**Text provided**
──────

Earthquake Safety Checklist for BC

Earthquake Safety Checklist for BC


Even though you might not feel all of them, there are over 3,000 earthquakes each year in British Columbia. The proximity of the province to the boundary between the Pacific and North American tectonic plates means that any subtle changes deep underground gets translated into ground movement. Fortunately, many of these earth tremors are too small for us to notice, but there are definitely some each year that catch our attention. Many people in the province live in fear of The Big One; a catastrophic earthquake that completely destroys homes and lives, but with the right earthquake safety preparations, the damage caused by The Big One can be drastically reduced.


The key for effective earthquake safety preparation is to find the fine line between being ready for disaster and living your day to day life. If you have young children, it’s even more important to strike this balance as you don’t want your kids living in fear of something that seismologists believe has only a 1 in 10 chance of happening over the next 50 years. But just in case, the following 5 ideas make up an ideal earthquake safety checklist for BC residents.


Tsunami Zone

Start off with the big picture. If you live in a busy downtown area, your main focus for earthquake safety preparation will be installing seismic fasteners onto freestanding furniture and finding safe places to run and hide. However, if you live by the coast, you need to be aware that British Columbia has been split into five tsunami “zones”, so you need to know which one you live in. The five zones are:

  1. The north coast and Haida Gwaii

  2. The central coast and northeast Vancouver Island (this zone includes Kitmat, Bella Coola and Port Hardy)

  3. The outer west coast of Vancouver Island, taking all points between Cape Scott to Port Renfrew

  4. The Juan de Fuca strait from Jordan River to Greater Victoria, including the Saanich Peninsula

  5. The Strait of St George (this includes the Gulf Islands, Greater Vancouver and Johnstone Strait)

Within each zone, there are 4 levels of warning that you need to be aware of:

  • Information – this means that you can expect minor waves at most, and you don’t need to take action.

  • Watch – this is when the government doesn’t know the danger level yet, so you need to keep an eye out for further information.

  • Advisory – strong currents are likely near your neighbourhood, so your main duty is to get away from the shoreline.

  • Warning – this is the highest level and means that a big wave is incoming. Full evacuation of your area is suggested at this level.

For each zone, there is a corresponding map so you can see exactly which tsunami zone you’re in so you can build it into your earthquake safety plan.


Household Emergency Plan

The next step in your earthquake safety checklist is to complete a household emergency plan. All members of your family (or at least those who can participate in such a meeting!) should be present for the discussions, which should cover some, or all, of the following:

  • Escape routes from all rooms – don’t be afraid to play devil’s advocate about what to do if your first escape route is blocked or unavailable.

  • Shelter-in-place location – if the government issues a “shelter-in-place” warning, make sure everyone knows where that is in your home, or what to do if they can’t get there.

──────

**Listed entries**
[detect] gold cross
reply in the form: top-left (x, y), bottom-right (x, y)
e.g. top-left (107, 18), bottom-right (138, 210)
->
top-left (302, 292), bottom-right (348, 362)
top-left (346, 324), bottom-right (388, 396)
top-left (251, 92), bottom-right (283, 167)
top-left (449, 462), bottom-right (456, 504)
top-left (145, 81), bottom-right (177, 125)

──────

**Your assignment**
Say whether each of the following statements agrees with the earthquake safety checklist. Answer yes or no for each, and quote the words of the checklist that decide it. (a) British Columbia has more than 3,000 earthquakes every year. (b) At the "Advisory" level of tsunami warning, full evacuation of your area is suggested. (c) The fourth tsunami zone includes the Saanich Peninsula.

**Task answer**
(a) Yes: "there are over 3,000 earthquakes each year in British Columbia."
(b) No: "Advisory – strong currents are likely near your neighbourhood, so your main duty is to get away from the shoreline."
(c) Yes: "The Juan de Fuca strait from Jordan River to Greater Victoria, including the Saanich Peninsula"